■ TO DO: Some of the lines below need repeating. Reproduce exactly those between the lines holding "Query: railway track" and "Provide one point per instance of the white wall", inclusive.

** Opening DATA FOR ANALYSIS block **

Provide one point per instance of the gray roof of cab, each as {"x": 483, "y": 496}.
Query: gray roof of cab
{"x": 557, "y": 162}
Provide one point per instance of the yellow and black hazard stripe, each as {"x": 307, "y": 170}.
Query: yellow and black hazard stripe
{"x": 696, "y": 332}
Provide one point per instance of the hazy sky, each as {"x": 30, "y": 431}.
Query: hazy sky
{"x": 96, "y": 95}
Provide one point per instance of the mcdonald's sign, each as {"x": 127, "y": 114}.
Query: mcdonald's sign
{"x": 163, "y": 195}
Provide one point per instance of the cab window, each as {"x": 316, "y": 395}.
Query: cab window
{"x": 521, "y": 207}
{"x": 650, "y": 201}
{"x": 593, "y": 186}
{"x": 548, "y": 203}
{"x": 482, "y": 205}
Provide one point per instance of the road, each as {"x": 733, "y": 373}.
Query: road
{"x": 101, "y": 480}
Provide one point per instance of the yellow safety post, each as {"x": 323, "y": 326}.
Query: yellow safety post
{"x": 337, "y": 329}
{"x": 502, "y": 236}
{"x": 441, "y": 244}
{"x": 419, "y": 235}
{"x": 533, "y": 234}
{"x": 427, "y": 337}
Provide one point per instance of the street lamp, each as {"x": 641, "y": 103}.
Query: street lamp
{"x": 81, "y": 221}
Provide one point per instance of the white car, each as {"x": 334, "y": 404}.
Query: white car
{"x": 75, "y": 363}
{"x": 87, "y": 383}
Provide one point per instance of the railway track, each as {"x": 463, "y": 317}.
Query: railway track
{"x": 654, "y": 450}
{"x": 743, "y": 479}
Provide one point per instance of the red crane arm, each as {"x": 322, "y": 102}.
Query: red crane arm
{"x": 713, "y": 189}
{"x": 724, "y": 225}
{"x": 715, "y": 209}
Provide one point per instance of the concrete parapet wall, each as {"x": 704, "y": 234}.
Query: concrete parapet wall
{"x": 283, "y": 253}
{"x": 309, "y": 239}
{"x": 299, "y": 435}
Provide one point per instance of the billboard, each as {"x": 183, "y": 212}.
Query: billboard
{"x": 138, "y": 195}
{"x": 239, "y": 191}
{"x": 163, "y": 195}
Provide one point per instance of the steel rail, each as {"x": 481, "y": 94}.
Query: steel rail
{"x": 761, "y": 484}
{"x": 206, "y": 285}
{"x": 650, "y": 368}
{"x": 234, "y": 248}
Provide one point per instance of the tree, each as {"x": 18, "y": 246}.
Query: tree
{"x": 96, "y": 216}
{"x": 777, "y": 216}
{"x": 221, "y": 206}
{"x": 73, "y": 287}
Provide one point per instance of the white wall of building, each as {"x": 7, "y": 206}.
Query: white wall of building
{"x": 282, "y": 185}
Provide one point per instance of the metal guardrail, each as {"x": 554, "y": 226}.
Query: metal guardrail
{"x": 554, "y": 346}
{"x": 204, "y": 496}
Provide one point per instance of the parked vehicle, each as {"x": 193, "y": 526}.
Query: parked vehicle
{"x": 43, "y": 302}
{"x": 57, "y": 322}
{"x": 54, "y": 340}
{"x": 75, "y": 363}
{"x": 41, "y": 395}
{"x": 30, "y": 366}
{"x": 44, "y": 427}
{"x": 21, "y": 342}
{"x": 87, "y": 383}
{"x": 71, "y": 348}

** Closing DATA FOR ANALYSIS block **

■ EXERCISE RESULT:
Query: railway track
{"x": 654, "y": 450}
{"x": 743, "y": 479}
Provide one point per instance of the red crane arm, each as {"x": 322, "y": 102}.
Query: red crane arm
{"x": 713, "y": 189}
{"x": 724, "y": 225}
{"x": 715, "y": 209}
Provide one point per instance of the concrete parapet wall, each as {"x": 704, "y": 234}.
Query: concrete parapet wall
{"x": 283, "y": 253}
{"x": 309, "y": 239}
{"x": 299, "y": 435}
Provide one point per instance of the billboard, each as {"x": 183, "y": 212}.
Query: billboard
{"x": 138, "y": 195}
{"x": 239, "y": 191}
{"x": 163, "y": 195}
Provide one point per instance of the steel rail, each as {"x": 481, "y": 94}.
Query: steel rail
{"x": 761, "y": 484}
{"x": 206, "y": 285}
{"x": 650, "y": 368}
{"x": 234, "y": 248}
Provide one point per instance of the tree, each as {"x": 18, "y": 246}.
Query: tree
{"x": 96, "y": 216}
{"x": 777, "y": 216}
{"x": 221, "y": 206}
{"x": 73, "y": 287}
Provide one point per instance of the white wall of building, each as {"x": 7, "y": 206}.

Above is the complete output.